PASSAGE PROVIDED:
╔══

Dammit, Jim, Ben’s a doctor, not a doctor! As in someone with a doctorate, rather than a medical doctor. In the tradition of the original Quantum Leap, whichever higher power is leaping Ben around sure has a twisted sense of humor. In dropping him in the body of a first-year resident in 1994 Seattle, the algorithm or God or whoever could’ve had him appear in the locker room after delivering a baby in the street… but where’s the fun in that?

After witnessing the miracle of life first-hand (literally), Ben returns to the hospital and learns from Addison that he’s here to save the lives of three patients… who haven’t been admitted yet. That soon changes as the victims of a commuter train crash flood the ER. Cue lots of rushing around with gurneys and barking of medical orders and actual paging. Ben even gets to yell “CLEAR!”

Ben and Dr. Sandra look concerned in an operating room
Raymond Lee as Dr. Ben Song, Tiffany Smith as Dr. Sandra (Photo by Ron Batzdorff / NBC)

╚══

TASK DIRECTIONS: Return the part of the Quantum Leap recap starting at "After witnessing the" and ending at "Batzdorff / NBC)". Draw only on the Quantum Leap recap above.

Stored records:
╔══

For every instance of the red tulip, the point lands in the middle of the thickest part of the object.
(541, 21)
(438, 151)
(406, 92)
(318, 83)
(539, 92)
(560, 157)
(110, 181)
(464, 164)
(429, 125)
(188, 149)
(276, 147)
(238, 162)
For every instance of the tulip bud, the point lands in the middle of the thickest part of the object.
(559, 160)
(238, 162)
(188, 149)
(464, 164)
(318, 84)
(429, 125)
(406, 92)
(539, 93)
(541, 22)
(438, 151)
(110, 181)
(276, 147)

╚══
╔══

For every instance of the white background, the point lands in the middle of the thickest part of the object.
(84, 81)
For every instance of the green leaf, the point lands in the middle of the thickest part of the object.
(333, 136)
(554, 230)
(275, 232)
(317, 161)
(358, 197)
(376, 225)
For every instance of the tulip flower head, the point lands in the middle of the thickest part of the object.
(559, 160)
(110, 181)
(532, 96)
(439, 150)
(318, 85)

╚══

FINISHED EXERCISE:
After witnessing the miracle of life first-hand (literally), Ben returns to the hospital and learns from Addison that he’s here to save the lives of three patients… who haven’t been admitted yet. That soon changes as the victims of a commuter train crash flood the ER. Cue lots of rushing around with gurneys and barking of medical orders and actual paging. Ben even gets to yell “CLEAR!”

Ben and Dr. Sandra look concerned in an operating room
Raymond Lee as Dr. Ben Song, Tiffany Smith as Dr. Sandra (Photo by Ron Batzdorff / NBC)